Rispondi alle seguenti domande sul testo dedicato all'Alzheimer:
(a) Quante persone sono malate di Alzheimer in Italia?
(b) Qual è il sistema più diffuso a cui ricorrono le famiglie per assistere i malati?
(c) In che cosa consiste la malattia?

▶ TESTO DELLA PAGINA
***

Oggi è la giornata mondiale dell’Alzheimer. Fino a qualche decennio fa non si sapeva neanche cosa fosse. Poi, con l’aumento della durata della vita, è diventata una malattia sociale, perché più vecchi ci sono, più sono le persone che si ammalano di questa malattia neuro-degenerativa. In Italia, il paese con l’età media più alta, sono un milione. Un milione di malati, ma anche un milione di famiglie che in qualche modo si possono considerare “ammalate”, perché l’Alzheimer non colpisce solo la persona che ne è affetta, ma anche i suoi famigliari che la devono accudire. Perciò è una malattia sociale, perché coinvolge, direttamente e indirettamente, milioni di italiani. Non essendoci delle strutture specifiche, il più delle volte le famiglie devono arrangiarsi. Il ricorso alla “badante” è il sistema più diffuso – che cosa sarebbe successo se non ci fossero state le “badanti”?– ma per coprire tutte le 24 ore è necessario comunque l’impegno dei conviventi.
Chi ne è colpito, dapprima ha solo quelle che subito appaiono come delle dimenticanze, dei vuoti per quel che riguarda la memoria recente. Poi iniziano dei comportamenti anomali -manie, aggressività, psicosi, confusione o torpore mentale- ed un progressivo peggioramento della memoria fino a non riconoscere più nemmeno i famigliari. I sintomi ed il decorso variano da persona a persona e sfociano in problemi neuromuscolari, come l’incapacità di camminare e di controllare i movimenti, fino all’impossibilità di deglutire, paralisi spastica, totale incoscienza.
Il malato di Alzheimer ha quindi bisogno di tutto e chi vive con lui ne è totalmente assorbito ed a volte subisce dei contraccolpi psicologici da dover ricorrere a delle cure.
La causa della malattia, che consiste in una degenerazione delle cellule nervose del sistema nervoso centrale, è sconosciuta. Di conseguenza non esiste una terapia. Tutto ciò ne fa un altro di quei problemi a cavallo fra sociale e sanitario di cui il SSN deve farsi carico più di quanto abbia fatto finora.

***

▶ MATERIALE DI PARTENZA
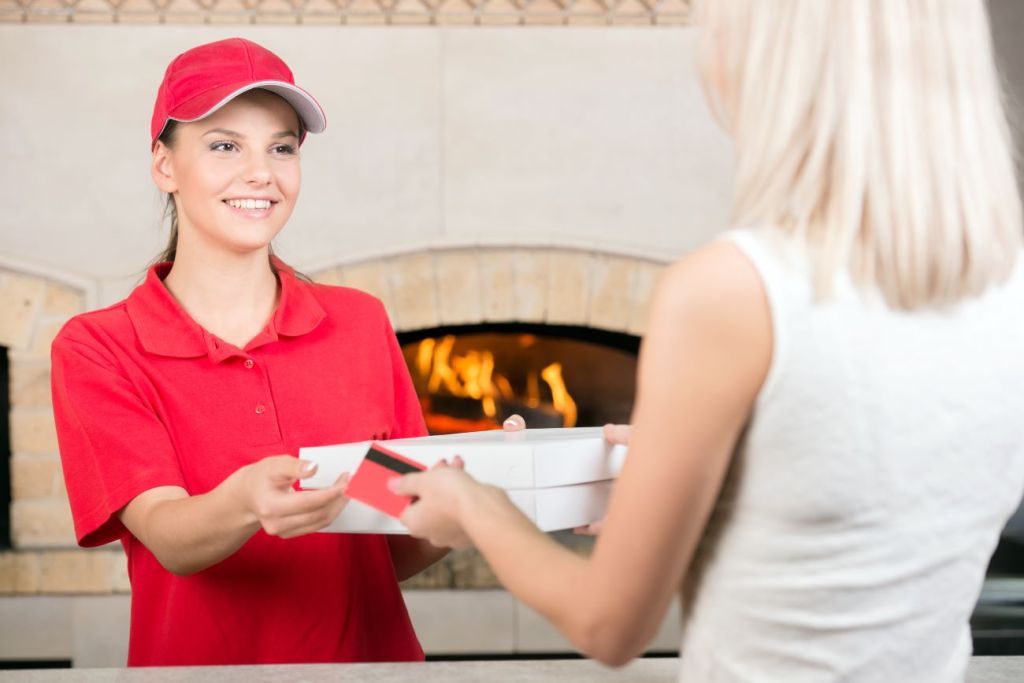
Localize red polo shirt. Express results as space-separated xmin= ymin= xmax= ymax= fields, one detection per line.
xmin=52 ymin=263 xmax=426 ymax=666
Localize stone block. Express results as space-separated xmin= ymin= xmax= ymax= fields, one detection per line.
xmin=510 ymin=249 xmax=550 ymax=323
xmin=547 ymin=250 xmax=594 ymax=325
xmin=588 ymin=256 xmax=636 ymax=332
xmin=627 ymin=263 xmax=668 ymax=337
xmin=39 ymin=550 xmax=115 ymax=594
xmin=340 ymin=261 xmax=394 ymax=314
xmin=10 ymin=498 xmax=75 ymax=549
xmin=8 ymin=360 xmax=53 ymax=408
xmin=446 ymin=548 xmax=501 ymax=589
xmin=0 ymin=272 xmax=46 ymax=350
xmin=309 ymin=268 xmax=342 ymax=286
xmin=43 ymin=283 xmax=85 ymax=319
xmin=10 ymin=454 xmax=61 ymax=501
xmin=111 ymin=551 xmax=131 ymax=594
xmin=0 ymin=550 xmax=39 ymax=595
xmin=434 ymin=250 xmax=483 ymax=325
xmin=479 ymin=249 xmax=519 ymax=322
xmin=10 ymin=408 xmax=57 ymax=456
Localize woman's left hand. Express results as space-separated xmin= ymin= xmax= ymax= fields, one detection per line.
xmin=388 ymin=456 xmax=480 ymax=548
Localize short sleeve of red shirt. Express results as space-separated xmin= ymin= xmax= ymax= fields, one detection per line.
xmin=51 ymin=321 xmax=184 ymax=546
xmin=381 ymin=313 xmax=427 ymax=438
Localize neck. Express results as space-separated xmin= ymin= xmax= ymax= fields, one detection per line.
xmin=164 ymin=244 xmax=278 ymax=348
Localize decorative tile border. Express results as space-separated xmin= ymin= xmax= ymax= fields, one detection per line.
xmin=0 ymin=0 xmax=690 ymax=26
xmin=310 ymin=247 xmax=666 ymax=336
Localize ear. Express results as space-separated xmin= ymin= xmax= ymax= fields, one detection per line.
xmin=150 ymin=140 xmax=178 ymax=194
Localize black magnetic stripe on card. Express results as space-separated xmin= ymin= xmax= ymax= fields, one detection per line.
xmin=367 ymin=447 xmax=423 ymax=474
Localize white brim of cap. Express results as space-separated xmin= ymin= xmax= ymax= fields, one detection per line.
xmin=171 ymin=81 xmax=327 ymax=133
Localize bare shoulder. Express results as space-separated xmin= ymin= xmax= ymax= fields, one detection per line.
xmin=648 ymin=240 xmax=772 ymax=395
xmin=655 ymin=241 xmax=771 ymax=326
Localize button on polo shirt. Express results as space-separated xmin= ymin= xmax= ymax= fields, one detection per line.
xmin=52 ymin=262 xmax=426 ymax=666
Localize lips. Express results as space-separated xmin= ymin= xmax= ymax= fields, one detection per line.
xmin=223 ymin=198 xmax=278 ymax=218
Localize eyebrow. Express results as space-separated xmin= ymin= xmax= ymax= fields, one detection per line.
xmin=203 ymin=128 xmax=299 ymax=139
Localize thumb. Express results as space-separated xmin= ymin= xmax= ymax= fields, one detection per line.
xmin=604 ymin=425 xmax=633 ymax=445
xmin=266 ymin=456 xmax=316 ymax=485
xmin=387 ymin=473 xmax=423 ymax=496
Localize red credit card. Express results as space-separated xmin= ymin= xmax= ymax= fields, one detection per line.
xmin=345 ymin=443 xmax=427 ymax=518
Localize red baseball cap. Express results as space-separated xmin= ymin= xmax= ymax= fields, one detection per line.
xmin=151 ymin=38 xmax=327 ymax=146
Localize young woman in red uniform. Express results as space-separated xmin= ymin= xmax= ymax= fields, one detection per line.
xmin=52 ymin=38 xmax=445 ymax=666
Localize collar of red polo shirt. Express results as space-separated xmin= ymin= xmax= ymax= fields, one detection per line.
xmin=127 ymin=258 xmax=326 ymax=362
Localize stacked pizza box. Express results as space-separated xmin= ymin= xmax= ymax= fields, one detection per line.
xmin=299 ymin=427 xmax=626 ymax=533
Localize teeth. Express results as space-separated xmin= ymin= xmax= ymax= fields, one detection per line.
xmin=227 ymin=200 xmax=270 ymax=209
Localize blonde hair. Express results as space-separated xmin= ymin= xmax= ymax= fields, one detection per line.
xmin=696 ymin=0 xmax=1022 ymax=309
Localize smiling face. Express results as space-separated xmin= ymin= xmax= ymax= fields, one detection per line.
xmin=153 ymin=90 xmax=301 ymax=259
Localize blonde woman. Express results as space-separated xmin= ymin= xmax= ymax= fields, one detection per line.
xmin=393 ymin=0 xmax=1024 ymax=683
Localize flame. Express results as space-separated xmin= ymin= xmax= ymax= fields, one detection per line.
xmin=541 ymin=362 xmax=577 ymax=427
xmin=416 ymin=335 xmax=577 ymax=427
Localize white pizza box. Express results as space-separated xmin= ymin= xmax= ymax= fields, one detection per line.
xmin=321 ymin=481 xmax=613 ymax=535
xmin=299 ymin=427 xmax=626 ymax=490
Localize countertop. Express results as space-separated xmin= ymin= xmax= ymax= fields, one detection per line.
xmin=0 ymin=656 xmax=1024 ymax=683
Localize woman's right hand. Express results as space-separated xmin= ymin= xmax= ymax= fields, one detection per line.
xmin=236 ymin=456 xmax=349 ymax=539
xmin=572 ymin=425 xmax=633 ymax=536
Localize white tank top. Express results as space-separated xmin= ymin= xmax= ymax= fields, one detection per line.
xmin=680 ymin=228 xmax=1024 ymax=683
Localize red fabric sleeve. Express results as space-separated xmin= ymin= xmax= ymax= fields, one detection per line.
xmin=51 ymin=337 xmax=184 ymax=547
xmin=381 ymin=306 xmax=427 ymax=438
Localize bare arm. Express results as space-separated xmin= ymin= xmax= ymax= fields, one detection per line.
xmin=119 ymin=456 xmax=347 ymax=575
xmin=402 ymin=244 xmax=771 ymax=665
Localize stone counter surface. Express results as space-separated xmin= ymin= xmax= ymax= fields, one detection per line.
xmin=0 ymin=656 xmax=1024 ymax=683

***

▶ RISPOSTA ATTESA
(a) Un milione.
(b) Il ricorso alla "badante".
(c) In una degenerazione delle cellule nervose del sistema nervoso centrale.